### TASK
Print the stretch of the court opinion below from "To those who" through "raise your hand.", word for word.

### SUPPLIED PASSAGE
The matter proceeded to trial on January 8, 2019, after which the jury returned a verdict of guilty on all counts. The trial court sentenced Appellant in accordance with the jury's recommendation to three years on each of the four felonies, to run consecutively for a total sentence of 12 years in prison. Appellant was also assessed costs and fees. This appeal followed.

ARGUMENTS AND ANALYSIS

Appellant, through counsel, first argues that he was deprived the fair trial to which he was entitled under the 6th and 14th Amendments to the United States Constitution. He maintains that this deprivation occurred when the Commonwealth told the jurors during voir dire that they did not have to answer certain questions in open court. Appellant directs our attention to the following statement made by the Commonwealth to the jury pool:

To those who have already answered the questions, if your answer has changed make sure I see your hand. But if you've answered particularly on some of the more awkward questions that are difficult to answer in terms of being a little bit awkward, if you answered the last time I made a note of your answer. So don't feel like you have to repeat it. But if you forgot something . . . then raise your hand.

Appellant argues that this language runs afoul of Fields v. Commonwealth, 274 S.W.3d 375, 392 (Ky. 2008), overruled on other grounds by Childers v. Commonwealth, 332 S.W.3d 64 (Ky. 2010). In Fields, the Kentucky Supreme Court held that, "[a] central purpose of voir dire is to give the trial court the opportunity to visually observe the demeanor and affect of a potential juror." Id. Appellant contends that the Commonwealth's statement improperly deprived the trial court of seeing the answers of the jurors in open court and deprived defense counsel and Appellant of seeing and hearing the answers of jurors. In Appellant's view, the Commonwealth's statement contradicted the directions the trial court gave the jurors to answer the questions posed to them by the parties, and as such is reversible error. He acknowledges that this issue is not preserved for appellate review and requests that it be considered under the palpable error standard.

We review unpreserved claims of error under the palpable error standard. Martin v. Commonwealth, 207 S.W.3d 1, 3 (Ky. 2006), as modified (May 23, 2006).

A palpable error which affects the substantial rights of a party may be considered . . . by an appellate court on appeal, even though insufficiently raised or preserved for review, and appropriate relief may be granted upon a determination that manifest injustice has resulted from the error.
Kentucky Rules of Criminal Procedure ("RCr") 10.26. "Under this rule, an error is reversible only if a manifest injustice has resulted from the error. That means that if, upon consideration of the whole case, a substantial possibility does not exist that the result would have been different, the error will be deemed nonprejudicial." Martin, 207 S.W.3d at 3 (quoting Graves v. Commonwealth, 17 S.W.3d 858, 864 (Ky. 2000)).

### RECORDED DATA
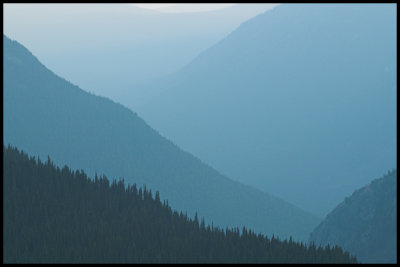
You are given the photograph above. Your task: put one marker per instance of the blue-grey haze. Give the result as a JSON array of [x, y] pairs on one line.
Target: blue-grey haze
[[45, 115], [112, 49], [299, 102]]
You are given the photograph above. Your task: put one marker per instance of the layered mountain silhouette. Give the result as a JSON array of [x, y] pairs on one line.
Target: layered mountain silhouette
[[365, 224], [47, 116], [299, 101], [111, 49], [58, 215]]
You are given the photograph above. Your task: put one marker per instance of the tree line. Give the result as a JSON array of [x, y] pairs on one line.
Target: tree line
[[57, 215]]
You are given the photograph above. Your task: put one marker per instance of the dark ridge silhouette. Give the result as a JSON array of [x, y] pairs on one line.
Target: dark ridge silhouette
[[57, 215]]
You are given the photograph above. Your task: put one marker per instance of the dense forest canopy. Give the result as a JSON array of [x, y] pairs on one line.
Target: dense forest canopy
[[57, 215]]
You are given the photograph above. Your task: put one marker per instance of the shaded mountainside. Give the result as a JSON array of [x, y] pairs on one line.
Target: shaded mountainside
[[56, 215], [46, 115], [300, 97], [365, 223]]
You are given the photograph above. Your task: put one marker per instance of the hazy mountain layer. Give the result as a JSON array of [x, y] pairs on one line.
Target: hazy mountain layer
[[57, 215], [299, 101], [365, 223], [46, 115], [111, 49]]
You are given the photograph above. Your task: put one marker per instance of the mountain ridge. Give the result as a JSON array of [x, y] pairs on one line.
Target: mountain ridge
[[45, 115]]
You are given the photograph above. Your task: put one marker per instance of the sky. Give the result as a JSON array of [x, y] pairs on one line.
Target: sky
[[178, 8]]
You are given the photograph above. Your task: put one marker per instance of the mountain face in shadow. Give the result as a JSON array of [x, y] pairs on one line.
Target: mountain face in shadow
[[365, 223], [58, 215], [111, 49], [298, 101], [46, 115]]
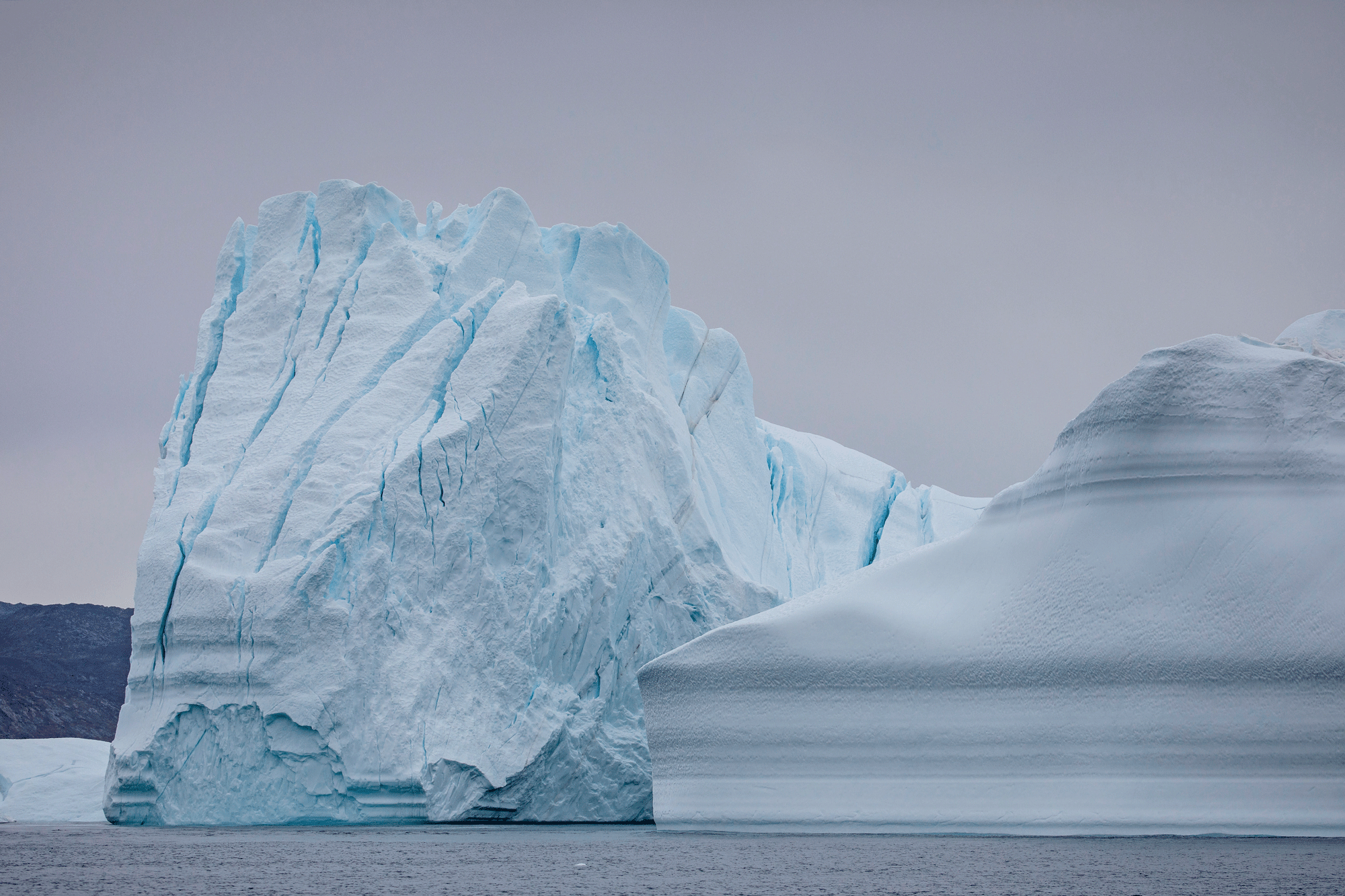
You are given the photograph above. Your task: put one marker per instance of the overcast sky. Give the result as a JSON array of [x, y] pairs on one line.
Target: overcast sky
[[937, 229]]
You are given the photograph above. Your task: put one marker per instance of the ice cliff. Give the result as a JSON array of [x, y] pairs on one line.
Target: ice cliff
[[1145, 637], [430, 498]]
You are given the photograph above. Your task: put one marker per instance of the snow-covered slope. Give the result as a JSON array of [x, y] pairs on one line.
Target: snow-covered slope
[[1148, 635], [53, 779], [431, 497]]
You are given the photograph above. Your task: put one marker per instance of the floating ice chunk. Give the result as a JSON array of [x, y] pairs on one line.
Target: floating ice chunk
[[1145, 637], [53, 779], [431, 497]]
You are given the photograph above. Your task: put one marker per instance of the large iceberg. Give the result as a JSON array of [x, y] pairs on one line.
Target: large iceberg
[[1148, 635], [430, 498]]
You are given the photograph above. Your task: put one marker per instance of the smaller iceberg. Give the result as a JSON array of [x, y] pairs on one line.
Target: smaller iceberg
[[53, 779], [1147, 637]]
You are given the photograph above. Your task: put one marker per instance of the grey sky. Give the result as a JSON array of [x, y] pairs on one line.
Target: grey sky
[[937, 229]]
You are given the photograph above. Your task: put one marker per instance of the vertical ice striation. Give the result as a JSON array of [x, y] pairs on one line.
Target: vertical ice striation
[[431, 497], [1148, 635]]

### COMPLETE OUTPUT
To those who have already answered the questions, if your answer has changed make sure I see your hand. But if you've answered particularly on some of the more awkward questions that are difficult to answer in terms of being a little bit awkward, if you answered the last time I made a note of your answer. So don't feel like you have to repeat it. But if you forgot something . . . then raise your hand.